→ Short task A
Switch "waist belt" to "sash" in the records from the line with "Q: For every instance of the gold waist" through the end of the records. Give back those lines with nothing else changed.

→ Document section
--- --- ---

A mirror is not part of the building in my opinion and behind a mirror that is just clipped in meets my definition of accessible. 

If you put a j-box in a drop ceiling you don't consider it not accessible because you have to remove a tile.

Inspector might see this one differently though.


----------



## wildleg (Apr 12, 2009)

how do you know they are going to just clip it in. maybe they are going to glue it in too. IMO a mirror is a building finish, and can only cover a box when you cut a hole in it and put a mirrored (if you care) cover on the box. Otherwise who the hell is going to think to pull every mirror off the walls looking for junction boxes ? that's crazy talk.


----------



## nitro71 (Sep 17, 2009)

This is a remodel job, and this one is open to interpretation. If the mirror is glued in then I'd say it's not accessible. You could put a sticker in the service about the hard to find junction box. I'd never do that in new construction but I might run it by the inspector on a remodel.


----------



## nitro71 (Sep 17, 2009)

--- --- ---

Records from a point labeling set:
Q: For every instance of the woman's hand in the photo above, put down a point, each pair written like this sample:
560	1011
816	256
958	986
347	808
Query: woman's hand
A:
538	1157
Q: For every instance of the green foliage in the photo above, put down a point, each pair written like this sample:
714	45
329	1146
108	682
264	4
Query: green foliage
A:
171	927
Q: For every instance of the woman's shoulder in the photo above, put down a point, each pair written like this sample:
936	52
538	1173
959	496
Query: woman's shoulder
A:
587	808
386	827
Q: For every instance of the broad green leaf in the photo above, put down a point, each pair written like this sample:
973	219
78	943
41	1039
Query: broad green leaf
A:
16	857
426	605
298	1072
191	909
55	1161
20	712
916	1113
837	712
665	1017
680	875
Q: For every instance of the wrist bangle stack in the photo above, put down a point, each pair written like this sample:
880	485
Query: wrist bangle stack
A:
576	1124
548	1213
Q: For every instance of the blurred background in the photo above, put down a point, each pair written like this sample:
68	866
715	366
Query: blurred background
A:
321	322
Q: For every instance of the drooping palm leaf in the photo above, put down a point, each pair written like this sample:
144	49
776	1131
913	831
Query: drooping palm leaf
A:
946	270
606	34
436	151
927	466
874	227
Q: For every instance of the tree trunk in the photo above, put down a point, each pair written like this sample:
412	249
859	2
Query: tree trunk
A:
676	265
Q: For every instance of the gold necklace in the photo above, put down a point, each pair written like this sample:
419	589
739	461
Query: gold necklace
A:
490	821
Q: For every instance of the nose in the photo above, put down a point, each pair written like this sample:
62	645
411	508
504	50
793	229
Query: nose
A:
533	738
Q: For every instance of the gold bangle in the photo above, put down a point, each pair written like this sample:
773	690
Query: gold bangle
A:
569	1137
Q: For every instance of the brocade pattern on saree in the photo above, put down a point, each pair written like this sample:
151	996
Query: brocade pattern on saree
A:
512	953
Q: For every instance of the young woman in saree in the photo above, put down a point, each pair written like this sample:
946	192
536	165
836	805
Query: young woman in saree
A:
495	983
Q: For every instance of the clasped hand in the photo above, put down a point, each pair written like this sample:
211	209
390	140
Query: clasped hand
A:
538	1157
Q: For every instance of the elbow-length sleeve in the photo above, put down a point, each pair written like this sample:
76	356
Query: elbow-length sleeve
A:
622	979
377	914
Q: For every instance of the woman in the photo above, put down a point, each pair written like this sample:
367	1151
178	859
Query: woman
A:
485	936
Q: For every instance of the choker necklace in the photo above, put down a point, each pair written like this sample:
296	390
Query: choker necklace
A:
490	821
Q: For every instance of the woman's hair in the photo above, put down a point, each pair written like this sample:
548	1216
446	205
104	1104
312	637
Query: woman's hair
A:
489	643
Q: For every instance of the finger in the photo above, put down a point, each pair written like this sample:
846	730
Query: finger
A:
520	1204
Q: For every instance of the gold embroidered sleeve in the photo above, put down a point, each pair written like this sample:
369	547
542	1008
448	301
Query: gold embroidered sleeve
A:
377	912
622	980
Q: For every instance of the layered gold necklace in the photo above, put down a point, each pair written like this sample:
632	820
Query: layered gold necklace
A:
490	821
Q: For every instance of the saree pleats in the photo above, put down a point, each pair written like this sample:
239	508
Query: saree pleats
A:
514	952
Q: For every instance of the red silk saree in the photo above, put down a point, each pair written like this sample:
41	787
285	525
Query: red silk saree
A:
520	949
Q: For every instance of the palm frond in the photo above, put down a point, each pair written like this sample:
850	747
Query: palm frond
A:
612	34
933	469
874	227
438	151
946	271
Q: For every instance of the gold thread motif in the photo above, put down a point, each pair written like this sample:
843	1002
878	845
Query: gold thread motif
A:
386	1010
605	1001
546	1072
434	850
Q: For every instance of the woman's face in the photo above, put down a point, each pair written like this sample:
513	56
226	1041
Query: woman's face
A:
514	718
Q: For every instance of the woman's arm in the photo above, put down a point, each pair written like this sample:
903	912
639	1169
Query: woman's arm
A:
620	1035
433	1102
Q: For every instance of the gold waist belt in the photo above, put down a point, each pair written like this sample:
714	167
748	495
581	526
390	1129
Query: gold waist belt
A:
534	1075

--- --- ---

→ Short task B
Reproduce the forum thread on junction boxes behind mirrors word for word, from "If you put a" up to and including "one differently though.".

→ Complete answer A
Q: For every instance of the gold sash in the photo above, put down a point, each pair written like this sample:
714	167
748	495
581	526
390	1129
Query: gold sash
A:
534	1075

→ Complete answer B
If you put a j-box in a drop ceiling you don't consider it not accessible because you have to remove a tile.

Inspector might see this one differently though.